= Directions =
- A) According to the soil pores text, what size range do mesopores fall within?
- B) Write a continuation of the soil pores text from where it stops.

= Excerpted text =
══════════════════════════════

How the aggregates are positioned in relation to each other determines the movement of air and water through the soil. In an evenly textured soil (a proportionally balanced amount of soil, sand, and clay- known as ‘loam’) up to 50% of its volume is pore space. Below is the classification used for soil pores:

• Macropores: large sized pores, are greater than 75 μm. Due to their large size, water and air can enter and leave easily. These are the spaces roots can grow in as well. Macropores are essential for drainage, aeration, evaporation and gas exchange.
• Mesopores: medium sized pores, between 30-75 μm, are essential for capillary water distribution and water storage.
• Micropores: small sized pores, between 5-30 μm are water storage sites. Pores smaller than this diameter range can’t be tapped by the plant.

Mesopores serve also as a spatial connection between micropores and macropores, without them, water is unable to infiltrate the soil. As a result, an ideal soil texture has an even mix of all three.

How soil pores relate to water
Repurposing the concept of soil pores for plants, the amount and size of soil pores determine the availability of water to the plant. Agronomists classify water availability to the plant, which is determined by soil structure, with three levels of decreasing availability: ‘Saturation’, ‘Field Capacity’, and ‘Permanent Wilting Point’.

‘Saturation’ is the term used to describe when all soil pores are filled with water, and therefore no air is present. This is confirmed by a simple field test by squeezing a handful of soil, resulting in a trickle of water. Roots require air for respiration, and without specialized structures to bring air to the roots, such as hollow stems found in rice, they die, killing the point as well. Depending on the soil texture (relative proportion of clay, silt, and sand), once the rain or irrigation has stopped, a field will take from a few hours to days to drain.

══════════════════════════════

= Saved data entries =
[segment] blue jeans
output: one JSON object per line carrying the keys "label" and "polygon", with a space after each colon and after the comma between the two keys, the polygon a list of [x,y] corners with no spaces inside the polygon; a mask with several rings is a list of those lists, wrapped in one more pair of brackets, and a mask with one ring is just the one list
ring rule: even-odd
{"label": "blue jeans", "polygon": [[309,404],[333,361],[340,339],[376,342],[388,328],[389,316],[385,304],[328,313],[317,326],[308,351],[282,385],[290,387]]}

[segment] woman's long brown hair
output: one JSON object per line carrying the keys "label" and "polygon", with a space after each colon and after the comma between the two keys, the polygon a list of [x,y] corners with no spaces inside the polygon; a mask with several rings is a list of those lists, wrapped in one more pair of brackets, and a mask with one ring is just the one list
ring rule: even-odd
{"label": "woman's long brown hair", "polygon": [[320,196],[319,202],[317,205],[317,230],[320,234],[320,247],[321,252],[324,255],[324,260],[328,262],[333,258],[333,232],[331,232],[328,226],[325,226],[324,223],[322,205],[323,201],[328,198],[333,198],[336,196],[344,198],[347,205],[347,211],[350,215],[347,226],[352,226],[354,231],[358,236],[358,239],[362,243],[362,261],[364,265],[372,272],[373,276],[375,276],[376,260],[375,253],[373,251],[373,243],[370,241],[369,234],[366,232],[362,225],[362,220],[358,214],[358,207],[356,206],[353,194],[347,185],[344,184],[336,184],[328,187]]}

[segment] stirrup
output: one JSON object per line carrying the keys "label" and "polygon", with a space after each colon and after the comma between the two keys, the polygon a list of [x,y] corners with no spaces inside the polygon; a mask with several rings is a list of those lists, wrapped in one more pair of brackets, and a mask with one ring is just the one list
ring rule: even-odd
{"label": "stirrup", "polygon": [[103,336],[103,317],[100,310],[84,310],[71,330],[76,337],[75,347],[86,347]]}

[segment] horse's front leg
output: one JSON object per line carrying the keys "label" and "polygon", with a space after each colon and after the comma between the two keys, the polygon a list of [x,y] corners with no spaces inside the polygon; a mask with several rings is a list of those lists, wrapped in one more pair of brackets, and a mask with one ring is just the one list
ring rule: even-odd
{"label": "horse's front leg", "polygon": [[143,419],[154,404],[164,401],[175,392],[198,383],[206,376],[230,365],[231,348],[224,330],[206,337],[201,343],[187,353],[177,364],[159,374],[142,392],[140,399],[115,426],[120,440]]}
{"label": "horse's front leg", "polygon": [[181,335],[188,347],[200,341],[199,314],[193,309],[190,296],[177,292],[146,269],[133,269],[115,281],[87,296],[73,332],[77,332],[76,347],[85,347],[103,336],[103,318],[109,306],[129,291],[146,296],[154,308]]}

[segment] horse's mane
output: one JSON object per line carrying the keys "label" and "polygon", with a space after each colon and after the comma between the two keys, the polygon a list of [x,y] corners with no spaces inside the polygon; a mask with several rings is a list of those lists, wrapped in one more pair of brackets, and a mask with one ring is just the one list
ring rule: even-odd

══════════════════════════════

= Responses per task =
- A) Between 30 and 75 μm.

- B)
When free drainage has stopped, the soil has reach ‘Field Capacity’, which means the macropores are again a mix of water and air, and the mesopores and micropores are full of water.

Without any further watering, the combination of evaporation, and plants using the water through transpiration, dries out the soil. The remaining water in the smallest of pores is held more tightly by aggregates, making it harder for roots to extract. At the ‘Permanent wilting point’ water is only present in smallest pores and entirely unavailable to plants. Without water, plants lose turgor and wilt. Water stress is also indicated by yellow leaves.

Therefore…
Watering until water drains out of the bottom of the flowerpot means the soil is reaching field capacity, ideal as both water and air are readily available. The holes in the pot allow for water to freely drain, otherwise it collects at the base of the pot, potentially leading to root rot. Any water in the soil can be felt from putting a finger in the soil, compressing it, and squeezing any water out of the soil pores. If it feels dry, the soil is likely near the permanent wilting point and needs to be refilled to field capacity.

But, but, but
Based on the above, why isn’t watering every day, theoretically maintaining field capacity (as long as the bottom drains) considered best practice? Time and texture. Soil texture is the composition of a soil of either sand, silt, or clay. They refer to particle size and not chemical composition, sand is the largest particle, followed by silt and then clay.

The larger the particle, the less able it is to hold on to water. In a sandy soil, water infiltrates quickly, whereas in a clay soil tightly it can take twice as long. The point when water leaves the bottom of the pot is only the largest pores draining, but the smaller macropores require longer. A sandy soil, which mostly has large macropores, reaches field capacity (and then permanent wilting point) quickly, but a silt or clay soil needs significantly longer. As a result, in a clay or silt soil, water added every day could be before field capacity has been reached, leading to saturation. Rather than risk waterlogging, it’s best to let the soil dry out until near the permanent wilting point, with the added benefit of forcing greater root development as the plant tries to use all of the soil water reserves.